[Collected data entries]
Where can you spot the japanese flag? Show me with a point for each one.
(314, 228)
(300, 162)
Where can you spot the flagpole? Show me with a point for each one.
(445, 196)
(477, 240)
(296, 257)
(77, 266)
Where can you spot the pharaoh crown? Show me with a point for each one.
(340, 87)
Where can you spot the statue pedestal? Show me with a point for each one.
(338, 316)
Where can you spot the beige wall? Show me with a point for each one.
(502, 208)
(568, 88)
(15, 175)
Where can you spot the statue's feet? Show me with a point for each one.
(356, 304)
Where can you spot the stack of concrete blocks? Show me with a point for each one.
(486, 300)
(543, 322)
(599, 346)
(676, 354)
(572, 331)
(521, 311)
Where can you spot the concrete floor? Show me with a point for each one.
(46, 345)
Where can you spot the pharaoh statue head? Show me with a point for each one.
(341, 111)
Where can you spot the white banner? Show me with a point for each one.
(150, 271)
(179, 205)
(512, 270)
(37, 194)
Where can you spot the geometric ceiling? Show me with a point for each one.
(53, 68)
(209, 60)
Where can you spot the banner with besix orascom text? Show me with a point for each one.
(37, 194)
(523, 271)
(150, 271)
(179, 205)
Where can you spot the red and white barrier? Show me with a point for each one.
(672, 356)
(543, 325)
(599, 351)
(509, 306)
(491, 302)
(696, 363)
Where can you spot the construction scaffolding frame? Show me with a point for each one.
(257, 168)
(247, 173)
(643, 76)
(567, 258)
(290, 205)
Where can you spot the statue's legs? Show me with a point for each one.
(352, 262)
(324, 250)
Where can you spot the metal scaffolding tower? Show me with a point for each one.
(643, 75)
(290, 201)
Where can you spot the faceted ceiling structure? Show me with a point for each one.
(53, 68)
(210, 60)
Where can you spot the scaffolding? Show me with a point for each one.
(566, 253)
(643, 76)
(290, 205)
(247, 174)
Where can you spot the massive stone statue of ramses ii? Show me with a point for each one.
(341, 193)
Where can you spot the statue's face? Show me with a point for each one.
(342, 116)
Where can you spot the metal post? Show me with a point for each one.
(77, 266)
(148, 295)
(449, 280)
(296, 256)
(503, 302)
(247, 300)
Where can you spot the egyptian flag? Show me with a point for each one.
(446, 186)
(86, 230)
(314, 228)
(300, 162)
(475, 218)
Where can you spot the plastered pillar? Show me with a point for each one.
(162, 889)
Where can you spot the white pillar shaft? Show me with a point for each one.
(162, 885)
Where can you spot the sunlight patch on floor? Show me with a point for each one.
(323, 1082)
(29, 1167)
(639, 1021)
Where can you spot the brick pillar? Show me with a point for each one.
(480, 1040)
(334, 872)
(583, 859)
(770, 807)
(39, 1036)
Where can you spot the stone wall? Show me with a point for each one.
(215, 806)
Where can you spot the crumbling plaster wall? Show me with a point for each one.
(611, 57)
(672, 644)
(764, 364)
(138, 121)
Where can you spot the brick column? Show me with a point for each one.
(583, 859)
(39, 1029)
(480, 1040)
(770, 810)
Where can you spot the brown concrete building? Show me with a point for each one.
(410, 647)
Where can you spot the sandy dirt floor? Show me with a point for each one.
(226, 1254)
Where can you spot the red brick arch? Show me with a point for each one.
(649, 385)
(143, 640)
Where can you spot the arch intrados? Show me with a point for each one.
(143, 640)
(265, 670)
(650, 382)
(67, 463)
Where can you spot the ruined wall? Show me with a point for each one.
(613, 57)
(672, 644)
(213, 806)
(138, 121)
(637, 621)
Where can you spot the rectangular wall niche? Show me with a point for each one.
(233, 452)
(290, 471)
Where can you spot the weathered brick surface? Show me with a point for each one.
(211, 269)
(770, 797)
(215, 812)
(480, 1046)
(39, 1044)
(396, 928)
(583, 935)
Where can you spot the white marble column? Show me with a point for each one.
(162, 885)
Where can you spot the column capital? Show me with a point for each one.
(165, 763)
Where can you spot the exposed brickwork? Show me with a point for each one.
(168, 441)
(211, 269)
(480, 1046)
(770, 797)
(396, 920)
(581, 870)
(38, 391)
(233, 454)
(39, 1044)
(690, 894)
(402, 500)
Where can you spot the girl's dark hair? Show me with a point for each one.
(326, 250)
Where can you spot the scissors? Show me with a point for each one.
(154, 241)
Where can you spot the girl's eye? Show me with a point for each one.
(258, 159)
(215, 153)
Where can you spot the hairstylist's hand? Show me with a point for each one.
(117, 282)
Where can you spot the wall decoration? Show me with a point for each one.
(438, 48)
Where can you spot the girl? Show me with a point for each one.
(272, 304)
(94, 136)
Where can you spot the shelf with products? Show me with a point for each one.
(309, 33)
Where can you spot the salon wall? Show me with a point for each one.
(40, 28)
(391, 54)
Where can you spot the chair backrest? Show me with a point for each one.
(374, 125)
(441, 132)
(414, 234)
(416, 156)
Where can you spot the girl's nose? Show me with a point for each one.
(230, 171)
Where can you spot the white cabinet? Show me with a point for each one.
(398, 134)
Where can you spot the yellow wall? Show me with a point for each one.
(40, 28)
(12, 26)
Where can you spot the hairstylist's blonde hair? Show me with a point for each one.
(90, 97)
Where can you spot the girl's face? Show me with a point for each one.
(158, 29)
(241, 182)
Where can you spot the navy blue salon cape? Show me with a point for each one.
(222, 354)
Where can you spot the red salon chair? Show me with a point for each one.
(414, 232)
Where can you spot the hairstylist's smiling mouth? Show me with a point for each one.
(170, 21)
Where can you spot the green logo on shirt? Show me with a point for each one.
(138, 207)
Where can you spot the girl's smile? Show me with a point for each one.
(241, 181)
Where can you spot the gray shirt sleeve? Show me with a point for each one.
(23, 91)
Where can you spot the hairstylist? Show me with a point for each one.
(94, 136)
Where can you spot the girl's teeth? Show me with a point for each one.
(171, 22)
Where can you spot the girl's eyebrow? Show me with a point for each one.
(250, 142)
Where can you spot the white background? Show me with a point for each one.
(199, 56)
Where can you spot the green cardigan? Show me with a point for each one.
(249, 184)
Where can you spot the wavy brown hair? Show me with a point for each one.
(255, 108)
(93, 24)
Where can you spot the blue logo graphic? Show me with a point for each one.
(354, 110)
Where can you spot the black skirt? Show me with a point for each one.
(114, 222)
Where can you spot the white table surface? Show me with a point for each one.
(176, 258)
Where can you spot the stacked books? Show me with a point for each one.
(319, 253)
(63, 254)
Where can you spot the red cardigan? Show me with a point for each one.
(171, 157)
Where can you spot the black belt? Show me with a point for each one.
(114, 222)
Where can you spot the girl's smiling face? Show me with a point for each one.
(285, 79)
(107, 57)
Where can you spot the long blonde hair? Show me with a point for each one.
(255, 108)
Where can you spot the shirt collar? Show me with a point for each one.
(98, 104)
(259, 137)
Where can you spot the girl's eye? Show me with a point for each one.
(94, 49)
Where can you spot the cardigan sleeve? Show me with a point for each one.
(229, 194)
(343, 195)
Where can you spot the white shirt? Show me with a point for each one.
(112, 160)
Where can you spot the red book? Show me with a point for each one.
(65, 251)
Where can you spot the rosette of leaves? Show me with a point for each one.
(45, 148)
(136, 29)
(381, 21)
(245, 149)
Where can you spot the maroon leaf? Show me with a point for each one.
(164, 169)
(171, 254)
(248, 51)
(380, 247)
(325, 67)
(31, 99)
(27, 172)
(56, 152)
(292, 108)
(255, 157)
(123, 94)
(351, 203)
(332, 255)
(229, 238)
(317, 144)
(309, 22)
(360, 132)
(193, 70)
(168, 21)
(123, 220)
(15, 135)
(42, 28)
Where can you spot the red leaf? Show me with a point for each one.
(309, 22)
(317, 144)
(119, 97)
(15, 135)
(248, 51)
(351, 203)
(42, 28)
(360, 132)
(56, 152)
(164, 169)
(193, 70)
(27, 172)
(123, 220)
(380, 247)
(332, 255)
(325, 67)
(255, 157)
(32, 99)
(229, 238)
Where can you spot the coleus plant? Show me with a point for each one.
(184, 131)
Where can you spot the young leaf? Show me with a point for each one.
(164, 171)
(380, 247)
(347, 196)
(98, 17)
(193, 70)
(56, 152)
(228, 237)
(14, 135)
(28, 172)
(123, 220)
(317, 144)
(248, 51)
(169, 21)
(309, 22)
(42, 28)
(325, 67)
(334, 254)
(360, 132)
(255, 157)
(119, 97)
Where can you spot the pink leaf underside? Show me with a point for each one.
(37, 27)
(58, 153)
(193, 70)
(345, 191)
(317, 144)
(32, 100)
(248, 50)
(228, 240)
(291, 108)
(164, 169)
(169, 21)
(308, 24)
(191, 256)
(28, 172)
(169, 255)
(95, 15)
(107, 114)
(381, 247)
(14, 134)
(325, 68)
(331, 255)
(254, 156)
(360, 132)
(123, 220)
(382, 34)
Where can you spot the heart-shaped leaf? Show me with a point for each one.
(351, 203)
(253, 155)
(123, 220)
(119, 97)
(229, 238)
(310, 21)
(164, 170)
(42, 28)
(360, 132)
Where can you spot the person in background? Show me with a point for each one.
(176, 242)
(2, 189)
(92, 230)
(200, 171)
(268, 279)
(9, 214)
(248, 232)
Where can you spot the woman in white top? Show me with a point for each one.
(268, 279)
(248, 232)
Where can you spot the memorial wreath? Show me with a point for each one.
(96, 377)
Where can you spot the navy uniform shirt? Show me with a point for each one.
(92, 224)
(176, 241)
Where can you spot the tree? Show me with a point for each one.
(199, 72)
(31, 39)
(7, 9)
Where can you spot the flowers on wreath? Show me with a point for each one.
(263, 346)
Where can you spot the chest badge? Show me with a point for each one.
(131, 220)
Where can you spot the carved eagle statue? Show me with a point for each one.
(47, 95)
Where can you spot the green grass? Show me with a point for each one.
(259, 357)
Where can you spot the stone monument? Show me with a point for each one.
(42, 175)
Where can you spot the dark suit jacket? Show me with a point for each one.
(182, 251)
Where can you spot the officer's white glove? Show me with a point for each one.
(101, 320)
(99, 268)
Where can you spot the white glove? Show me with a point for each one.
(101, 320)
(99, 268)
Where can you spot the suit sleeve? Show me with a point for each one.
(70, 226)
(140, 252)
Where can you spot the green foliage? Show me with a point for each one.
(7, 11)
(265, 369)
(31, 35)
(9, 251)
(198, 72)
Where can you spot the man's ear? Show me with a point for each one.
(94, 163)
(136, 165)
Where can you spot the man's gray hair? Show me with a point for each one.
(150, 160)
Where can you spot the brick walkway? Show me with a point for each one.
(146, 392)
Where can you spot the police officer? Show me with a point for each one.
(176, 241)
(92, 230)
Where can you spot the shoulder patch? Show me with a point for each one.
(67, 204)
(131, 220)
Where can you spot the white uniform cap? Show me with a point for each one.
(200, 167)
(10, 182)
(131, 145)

**DIRECTIVE:**
Repeat, without changes, every line from the one that contains "Where can you spot the dark" through the final line of the data.

**ANSWER TO THIS TASK:**
Where can you spot the dark suit jacket? Show me with a point for each one.
(182, 251)
Where can you spot the officer's white glove? Show me with a point for each one.
(101, 320)
(99, 268)
Where can you spot the white glove? Show me with a point for each one.
(101, 320)
(99, 268)
Where can you spot the suit sleeve? Show me with a point for each one.
(70, 226)
(140, 252)
Where can you spot the green foliage? Show me with a point for each one.
(7, 11)
(265, 369)
(31, 35)
(9, 251)
(198, 72)
Where can you spot the man's ear? Show me with a point for each one.
(94, 163)
(136, 165)
Where can you spot the man's gray hair? Show me with a point for each one.
(150, 160)
Where can you spot the brick walkway? Show me with a point for each one.
(146, 392)
Where can you spot the police officer? Show me with a point for each one.
(176, 241)
(92, 230)
Where can you spot the shoulder patch? Show me with a point for each one.
(67, 204)
(131, 220)
Where can you spot the white uniform cap? Show me with a point for each one.
(200, 167)
(10, 182)
(131, 145)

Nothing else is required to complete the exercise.